▶ _Lo que se pide 1_
En el texto sobre la Navidad, haz una lista de todo lo que aparece justo después de las palabras «la fiesta de».
▶ _Lo que se pide 2_
Sigue escribiendo el texto sobre la Navidad a partir de su última frase.

──────── Texto sobre Navidad ────────

Parece una pregunta ingenua. Al fin y al cabo, la Navidad es la fiesta más popular: la fiesta de las familias, los regalos, la armonía, el amor y la alegría. Todo ello con el trasfondo - aunque a menudo se olvide- de que Dios muestra su amor viniendo al mundo como un niño.
Ese es el mensaje tradicional de la Navidad, pero ¿qué significa en este tiempo, cuando la lógica de la violencia sigue prevaleciendo en nuestro mundo? Por ejemplo: en las guerras en Ucrania, Palestina y Líbano; en la destrucción de la naturaleza en la Amazonia y en los bosques de todo el mundo; en la abundancia para unos y el hambre y la miseria para otros. Desde esta perspectiva, ¿no parece como si el cuento de Navidad fuera un consuelo barato que solo pretende decirnos que alguna vez fue diferente en el establo de Belén?

──────── Material recogido ────────

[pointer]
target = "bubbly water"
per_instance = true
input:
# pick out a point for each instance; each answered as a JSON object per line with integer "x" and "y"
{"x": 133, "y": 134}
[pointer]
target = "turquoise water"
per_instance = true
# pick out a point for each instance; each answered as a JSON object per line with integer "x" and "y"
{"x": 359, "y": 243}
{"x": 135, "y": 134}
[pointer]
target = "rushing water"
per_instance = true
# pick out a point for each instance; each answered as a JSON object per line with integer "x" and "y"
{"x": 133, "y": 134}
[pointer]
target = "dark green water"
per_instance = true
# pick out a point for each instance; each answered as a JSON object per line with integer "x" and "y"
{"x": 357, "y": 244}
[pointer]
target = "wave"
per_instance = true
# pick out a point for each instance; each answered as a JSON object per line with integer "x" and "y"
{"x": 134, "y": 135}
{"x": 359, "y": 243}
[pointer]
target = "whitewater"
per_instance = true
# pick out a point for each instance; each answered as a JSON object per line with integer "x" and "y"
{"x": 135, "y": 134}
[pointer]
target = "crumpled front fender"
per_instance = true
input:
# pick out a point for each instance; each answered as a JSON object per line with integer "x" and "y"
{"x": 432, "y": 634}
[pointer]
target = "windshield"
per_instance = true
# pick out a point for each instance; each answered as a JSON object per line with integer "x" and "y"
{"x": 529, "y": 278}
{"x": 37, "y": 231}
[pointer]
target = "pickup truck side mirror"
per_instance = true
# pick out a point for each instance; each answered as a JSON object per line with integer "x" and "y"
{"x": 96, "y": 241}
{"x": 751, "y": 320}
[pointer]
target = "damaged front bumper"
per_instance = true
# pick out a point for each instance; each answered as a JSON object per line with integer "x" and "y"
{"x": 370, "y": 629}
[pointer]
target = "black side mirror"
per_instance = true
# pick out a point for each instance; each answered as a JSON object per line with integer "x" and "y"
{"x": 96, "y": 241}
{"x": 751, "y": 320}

────────

▶ _Respuesta 1_
las familias, los regalos, la armonía, el amor, la alegría

▶ _Respuesta 2_
Si examinamos la historia de la Navidad en el Evangelio de Lucas, descubriremos que no se trata de preguntas nuevas. Lucas ya se planteaba estas cuestiones, y su relato no comienza en el establo de Belén, sino en Roma, la capital del imperio. Sitúa el nacimiento del niño en el centro del contexto político mundial de su tiempo.
La historia comienza con el poder mundial, con Augusto, el soberano de las legiones de soldados, el emperador que domina la tierra y somete a decenas de pueblos. Comienza en medio del poder y la injusticia, con un censo ordenado para recaudar más impuestos. Esta medida afecta a todas las personas, hasta el último rincón del Imperio, como Palestina. Desde Roma, la historia se extiende por Siria, donde Cirenio es el gobernador, y finalmente llega a Galilea, hasta Nazaret y Belén, donde encontamos a un hombre completamente insignificante llamado José y su esposa María. ¿Quién no pensaría en la política de las grandes potencias de nuestro tiempo, con sus convulsiones, que arrastran a cientos de miles de personas al abismo?
En medio de esta trágica historia del mundo, Dios inicia su propia historia en Belén, su historia, una contrahistoria.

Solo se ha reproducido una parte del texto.